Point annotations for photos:
####################

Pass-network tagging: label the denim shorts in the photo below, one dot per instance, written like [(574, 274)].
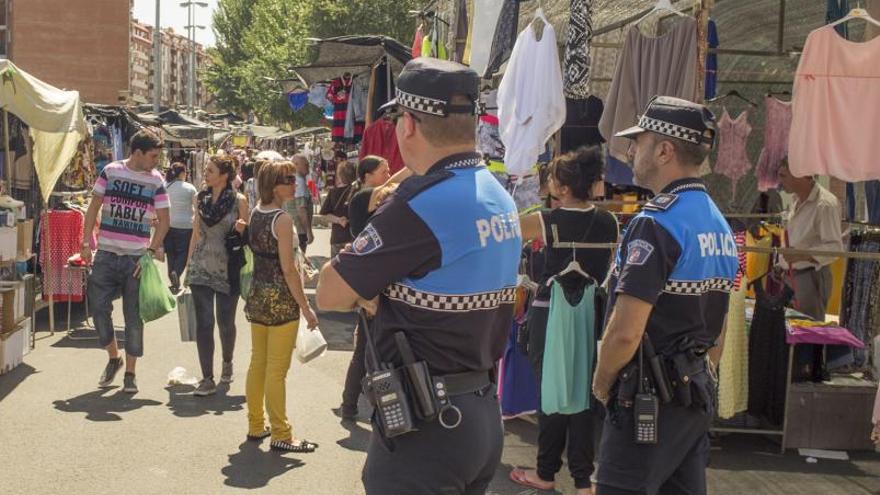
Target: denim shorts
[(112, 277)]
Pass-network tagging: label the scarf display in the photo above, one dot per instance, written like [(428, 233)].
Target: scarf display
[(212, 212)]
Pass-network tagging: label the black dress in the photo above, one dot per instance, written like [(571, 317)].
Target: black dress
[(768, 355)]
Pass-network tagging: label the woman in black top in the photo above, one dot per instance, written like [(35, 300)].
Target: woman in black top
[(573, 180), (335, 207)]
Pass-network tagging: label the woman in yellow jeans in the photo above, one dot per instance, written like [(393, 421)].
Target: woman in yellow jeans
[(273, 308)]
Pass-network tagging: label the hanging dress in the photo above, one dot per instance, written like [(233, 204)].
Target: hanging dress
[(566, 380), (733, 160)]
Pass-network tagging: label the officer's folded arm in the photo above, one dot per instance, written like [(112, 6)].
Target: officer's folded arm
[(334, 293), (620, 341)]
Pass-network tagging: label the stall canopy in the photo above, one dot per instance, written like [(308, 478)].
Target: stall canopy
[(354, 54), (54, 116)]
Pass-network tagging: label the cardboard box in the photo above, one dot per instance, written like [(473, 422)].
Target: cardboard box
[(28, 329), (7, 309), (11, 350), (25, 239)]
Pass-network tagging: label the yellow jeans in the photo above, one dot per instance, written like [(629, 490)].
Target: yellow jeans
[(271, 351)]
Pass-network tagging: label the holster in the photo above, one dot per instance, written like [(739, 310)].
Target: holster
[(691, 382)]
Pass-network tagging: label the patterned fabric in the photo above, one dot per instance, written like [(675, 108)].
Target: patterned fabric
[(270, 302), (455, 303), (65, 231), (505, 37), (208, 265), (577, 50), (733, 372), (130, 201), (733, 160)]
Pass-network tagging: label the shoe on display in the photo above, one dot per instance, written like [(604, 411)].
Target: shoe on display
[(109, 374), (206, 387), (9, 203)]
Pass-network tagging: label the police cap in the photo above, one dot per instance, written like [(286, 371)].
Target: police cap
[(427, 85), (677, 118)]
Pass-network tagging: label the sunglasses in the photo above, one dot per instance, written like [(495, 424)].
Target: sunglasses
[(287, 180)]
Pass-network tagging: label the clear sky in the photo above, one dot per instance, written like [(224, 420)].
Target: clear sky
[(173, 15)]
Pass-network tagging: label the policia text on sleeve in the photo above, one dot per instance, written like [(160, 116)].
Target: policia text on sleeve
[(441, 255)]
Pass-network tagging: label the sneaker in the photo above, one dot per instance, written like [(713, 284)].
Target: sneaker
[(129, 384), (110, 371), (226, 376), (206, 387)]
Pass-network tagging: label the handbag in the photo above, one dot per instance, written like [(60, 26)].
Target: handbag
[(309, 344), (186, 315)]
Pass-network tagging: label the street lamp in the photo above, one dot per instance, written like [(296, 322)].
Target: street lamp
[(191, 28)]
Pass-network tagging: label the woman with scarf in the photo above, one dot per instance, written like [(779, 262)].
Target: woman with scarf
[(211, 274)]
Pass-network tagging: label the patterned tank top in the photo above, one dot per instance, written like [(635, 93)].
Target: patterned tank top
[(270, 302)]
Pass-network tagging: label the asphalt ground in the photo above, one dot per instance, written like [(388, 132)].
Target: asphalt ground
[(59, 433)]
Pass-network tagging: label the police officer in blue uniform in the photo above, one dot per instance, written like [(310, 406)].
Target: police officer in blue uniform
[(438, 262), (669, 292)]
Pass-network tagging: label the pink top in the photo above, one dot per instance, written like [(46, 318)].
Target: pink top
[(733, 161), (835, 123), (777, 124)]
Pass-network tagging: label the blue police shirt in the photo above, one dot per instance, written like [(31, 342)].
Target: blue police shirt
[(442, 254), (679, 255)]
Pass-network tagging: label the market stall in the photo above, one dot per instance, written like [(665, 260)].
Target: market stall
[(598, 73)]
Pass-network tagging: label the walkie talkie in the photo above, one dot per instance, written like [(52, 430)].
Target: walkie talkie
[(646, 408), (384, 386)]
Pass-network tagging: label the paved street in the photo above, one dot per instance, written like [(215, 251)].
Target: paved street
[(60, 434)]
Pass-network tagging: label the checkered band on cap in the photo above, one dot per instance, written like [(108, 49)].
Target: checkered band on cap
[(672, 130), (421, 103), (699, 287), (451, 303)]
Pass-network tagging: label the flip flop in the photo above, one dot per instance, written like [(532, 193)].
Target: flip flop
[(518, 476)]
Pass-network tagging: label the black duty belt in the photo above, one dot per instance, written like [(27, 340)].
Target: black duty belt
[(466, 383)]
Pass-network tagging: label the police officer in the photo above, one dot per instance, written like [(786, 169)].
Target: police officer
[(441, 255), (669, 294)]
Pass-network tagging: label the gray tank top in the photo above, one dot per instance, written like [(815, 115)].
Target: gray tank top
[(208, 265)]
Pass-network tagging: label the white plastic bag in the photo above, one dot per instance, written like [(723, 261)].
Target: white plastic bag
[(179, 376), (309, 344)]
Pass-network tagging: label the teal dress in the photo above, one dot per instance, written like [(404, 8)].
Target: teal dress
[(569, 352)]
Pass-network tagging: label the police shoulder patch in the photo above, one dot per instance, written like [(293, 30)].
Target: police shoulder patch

####################

Copy the records from the line that contains "Pass-network tagging: label the police cap" through the line that contains "[(59, 433)]", keeping every line in that span. Shift each point coordinate in the answers by adding 135 to both numbers, and leave the sample coordinates inside the tagging lines as they are.

Pass-network tagging: label the police cap in the photo above, one dot per instance, written like [(286, 371)].
Target: police cap
[(562, 220), (812, 253)]
Pass-network tagging: label the sunglasses in the photo above, one dot per instance, written like [(495, 424)].
Target: sunglasses
[(422, 315)]
Pass-network tagging: label the clear sky in the photo above, one dot per instance, written like [(224, 420)].
Target: clear sky
[(308, 150)]
Pass-network tagging: label the policia text on sleeve in the photo above, one dot per instance, written like [(160, 116)].
Target: policia text on sleeve
[(576, 390)]
Pass-network tagging: label the sneaker in the photo above, one dot per instance, written like [(713, 284)].
Target: sneaker
[(264, 519), (245, 506), (361, 511), (341, 522)]
Pass-network tagging: label the handbag in the photo above, one dot per instance, written like [(60, 26)].
Target: handbag
[(444, 479), (321, 450)]
Pass-network tagging: label the street lamp in the photo above, one dot per instance, written like [(296, 322)].
Target: street lamp
[(326, 163)]
Pass-network tagging: label the woman with scarf in the photo above, one dot per instance, written like [(779, 262)].
Target: woman with scarf
[(346, 409)]
Pass-network tagging: label the patterned tank top in the photo above, one dot per instance, written like [(635, 93)].
Target: patterned tank top
[(405, 437)]
Pass-network tagging: label the asphalt ground in the photo above, one dot per instance, written like [(388, 132)].
Target: asphalt ground
[(194, 568)]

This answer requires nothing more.